→ Work item
Needed from the entries below: every line that holds the word "bare".

───── Available records

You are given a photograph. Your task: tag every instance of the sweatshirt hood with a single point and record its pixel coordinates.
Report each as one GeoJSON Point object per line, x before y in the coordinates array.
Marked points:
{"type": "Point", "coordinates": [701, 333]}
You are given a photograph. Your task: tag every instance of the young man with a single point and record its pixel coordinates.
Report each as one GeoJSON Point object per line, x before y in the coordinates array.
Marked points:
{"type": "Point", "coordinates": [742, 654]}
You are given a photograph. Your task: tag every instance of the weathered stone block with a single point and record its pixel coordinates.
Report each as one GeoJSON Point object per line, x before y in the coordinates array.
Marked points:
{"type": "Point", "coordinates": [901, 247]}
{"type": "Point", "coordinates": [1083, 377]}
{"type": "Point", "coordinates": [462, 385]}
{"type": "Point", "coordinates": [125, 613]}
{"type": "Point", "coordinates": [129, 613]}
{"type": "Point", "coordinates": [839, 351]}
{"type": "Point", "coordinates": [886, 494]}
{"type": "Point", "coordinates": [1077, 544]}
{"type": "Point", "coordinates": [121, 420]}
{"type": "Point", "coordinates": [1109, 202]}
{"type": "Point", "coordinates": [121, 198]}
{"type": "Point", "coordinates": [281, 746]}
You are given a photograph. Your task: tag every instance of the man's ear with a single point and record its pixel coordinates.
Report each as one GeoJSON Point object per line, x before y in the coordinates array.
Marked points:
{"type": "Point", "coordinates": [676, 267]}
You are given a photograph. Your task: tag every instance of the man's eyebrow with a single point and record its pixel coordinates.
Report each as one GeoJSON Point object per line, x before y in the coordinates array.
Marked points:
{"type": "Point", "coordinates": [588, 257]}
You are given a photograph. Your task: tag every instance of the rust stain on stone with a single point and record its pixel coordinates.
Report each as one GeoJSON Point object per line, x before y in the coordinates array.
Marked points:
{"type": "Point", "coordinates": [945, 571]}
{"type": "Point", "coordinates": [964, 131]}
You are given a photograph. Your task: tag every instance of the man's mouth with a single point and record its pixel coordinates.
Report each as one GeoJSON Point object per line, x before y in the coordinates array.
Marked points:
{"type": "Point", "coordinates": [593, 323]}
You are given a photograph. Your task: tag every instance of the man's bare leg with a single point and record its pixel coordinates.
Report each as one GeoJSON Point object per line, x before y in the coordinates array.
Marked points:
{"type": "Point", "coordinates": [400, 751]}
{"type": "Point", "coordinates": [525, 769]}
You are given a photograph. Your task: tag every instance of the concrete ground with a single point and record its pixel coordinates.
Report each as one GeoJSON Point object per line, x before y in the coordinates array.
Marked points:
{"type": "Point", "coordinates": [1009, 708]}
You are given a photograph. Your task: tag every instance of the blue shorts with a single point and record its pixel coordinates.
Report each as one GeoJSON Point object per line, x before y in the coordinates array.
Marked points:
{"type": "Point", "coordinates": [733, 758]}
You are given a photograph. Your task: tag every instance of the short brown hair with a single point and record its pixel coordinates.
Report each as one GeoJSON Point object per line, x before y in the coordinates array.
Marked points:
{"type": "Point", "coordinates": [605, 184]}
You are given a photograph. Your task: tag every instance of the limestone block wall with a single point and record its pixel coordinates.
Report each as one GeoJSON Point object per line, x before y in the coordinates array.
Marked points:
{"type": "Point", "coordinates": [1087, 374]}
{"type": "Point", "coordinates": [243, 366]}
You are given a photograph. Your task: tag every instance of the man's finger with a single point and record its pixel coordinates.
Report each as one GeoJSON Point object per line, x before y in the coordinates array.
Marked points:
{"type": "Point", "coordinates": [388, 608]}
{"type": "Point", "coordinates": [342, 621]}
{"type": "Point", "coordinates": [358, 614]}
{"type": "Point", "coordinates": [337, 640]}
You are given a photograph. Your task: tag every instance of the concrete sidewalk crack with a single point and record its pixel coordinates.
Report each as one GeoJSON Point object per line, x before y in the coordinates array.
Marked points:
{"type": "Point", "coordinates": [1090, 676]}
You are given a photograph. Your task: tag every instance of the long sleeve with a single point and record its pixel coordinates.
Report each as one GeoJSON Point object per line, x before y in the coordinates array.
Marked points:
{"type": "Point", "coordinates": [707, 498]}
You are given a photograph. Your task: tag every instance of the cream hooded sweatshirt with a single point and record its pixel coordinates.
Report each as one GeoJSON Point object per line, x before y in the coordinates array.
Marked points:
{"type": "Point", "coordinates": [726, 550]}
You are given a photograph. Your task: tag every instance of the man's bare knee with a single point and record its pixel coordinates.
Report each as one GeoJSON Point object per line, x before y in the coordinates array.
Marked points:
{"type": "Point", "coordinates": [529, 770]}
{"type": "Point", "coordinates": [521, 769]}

──────────

→ Finished task
You are given a photograph. Your task: tag every instance of the man's bare leg with a single point and record its pixel coordinates.
You are given a photograph. Your task: tag every instance of the man's bare knee with a single point and record its pixel coordinates.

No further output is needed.